* _TASKS TO COMPLETE_
A) For each statement, say whether the biography supports it and quote the words from the biography that decide it. (i) Annette received her PhD in Biology in 1993. (ii) Ectomycorrhizal fungi are taxonomically less diverse than their tree hosts. (iii) Annette worked in the Bruns lab from 1993 to 2001.
B) According to the biography, whom did Annette work with at Oregon State University?

* _TEXT SHOWN_
##########

Annette received her "Diplom" in Biology from the University of Goettingen in 1989. Annette then continued her studies at Goettingen and received her PhD in Biology in 1993. Her thesis was on the degredation of isonicotinic acid by a Mycobacterium.
She worked as a postdoctoral fellow in the Bruns lab from 1993 to 1997 on the phylogeny of the genus Suillus sensu lato as well as on several aspects of ectomycorrhizal ecology. Following her time at Berkeley, Annette worked with Dr. J. Spatafora at Oregon State University on comparative population genetics of Suillus lakei and Rhizopogon vinicolor. In May of 2001, Annette moved to Syracuse New York.
Annette's current research focuses on the question whether or not the diversity of bacterial communities associated with ectomycorrhizae is partitioned between different species of ectomycorrhizal fungi. Ectomycorrhizae are symbioses between many important forest trees including all of the Pinaceae and fungi mostly from the Basidiomycota. The benefits of the symbiosis to both parties are that the tree hosts provide carbohydrates to the fungi while the fungi facilitate nutrient uptake. Ectomycorrhizal fungi are taxonomically much more diverse than their tree hosts, but it remains largely unclear whether the different species of fungi differ in the functions they fulfill for the tree hosts and the forest ecosystem or whether they are "functionally redundant". In addition to trees and fungi, bacteria have also been shown to live in close association with ectomycorrhizae, but have rarely been investigated, and it remains largely unclear whether and how they affect the functioning of the symbiosis in a natural environment. As a first step in assessing the potential influence of bacterial populations on the functional diversity of ectomycorrhizal fungi associated with Douglas-fir, Annette plans to study how bacterial diversity is structured between different species of fungi and different individuals within a species. To answer these questions, she will take advantage of molecular methods developed over the last ten years to identify plant host and fungal species from EM samples collected in the field. Furthermore, she will adapt recently developed methods for measuring bacterial diversity to EM systems; these methods employ total community DNA extraction, PCR amplification of partial 16S rDNA sequences with fluorescent primers, and fingerprinting by separation on acrylamide gels.

##########

* _SUPPLIED DATA_
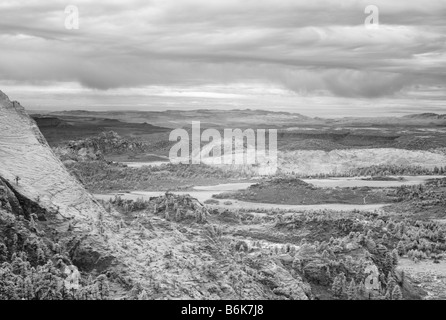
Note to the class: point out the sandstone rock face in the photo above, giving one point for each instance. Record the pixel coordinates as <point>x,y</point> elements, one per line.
<point>29,166</point>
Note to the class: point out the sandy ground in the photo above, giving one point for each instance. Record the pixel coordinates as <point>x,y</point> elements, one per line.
<point>430,276</point>
<point>357,182</point>
<point>206,192</point>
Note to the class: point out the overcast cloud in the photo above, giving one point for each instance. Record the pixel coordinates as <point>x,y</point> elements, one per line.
<point>286,47</point>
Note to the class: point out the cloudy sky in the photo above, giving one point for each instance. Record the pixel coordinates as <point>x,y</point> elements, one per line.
<point>315,57</point>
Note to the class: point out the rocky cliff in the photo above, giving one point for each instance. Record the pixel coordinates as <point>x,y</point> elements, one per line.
<point>28,166</point>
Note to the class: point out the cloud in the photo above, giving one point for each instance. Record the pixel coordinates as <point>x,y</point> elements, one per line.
<point>309,47</point>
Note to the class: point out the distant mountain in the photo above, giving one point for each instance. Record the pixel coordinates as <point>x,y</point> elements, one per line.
<point>426,116</point>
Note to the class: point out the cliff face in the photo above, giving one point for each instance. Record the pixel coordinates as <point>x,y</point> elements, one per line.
<point>30,167</point>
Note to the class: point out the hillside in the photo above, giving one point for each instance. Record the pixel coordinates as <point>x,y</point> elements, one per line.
<point>25,154</point>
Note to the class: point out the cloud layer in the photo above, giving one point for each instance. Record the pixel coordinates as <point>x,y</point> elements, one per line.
<point>308,47</point>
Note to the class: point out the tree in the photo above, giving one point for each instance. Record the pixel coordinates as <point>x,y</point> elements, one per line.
<point>337,287</point>
<point>103,288</point>
<point>352,293</point>
<point>401,248</point>
<point>396,293</point>
<point>391,283</point>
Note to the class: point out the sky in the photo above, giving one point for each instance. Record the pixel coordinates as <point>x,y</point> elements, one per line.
<point>319,57</point>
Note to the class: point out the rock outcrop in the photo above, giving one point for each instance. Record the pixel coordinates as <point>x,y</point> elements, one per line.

##########

* _ANSWERS FOR THIS EXERCISE_
A)
(i) Yes: "received her PhD in Biology in 1993"
(ii) No: "Ectomycorrhizal fungi are taxonomically much more diverse than their tree hosts"
(iii) No: "She worked as a postdoctoral fellow in the Bruns lab from 1993 to 1997"

B) Dr. J. Spatafora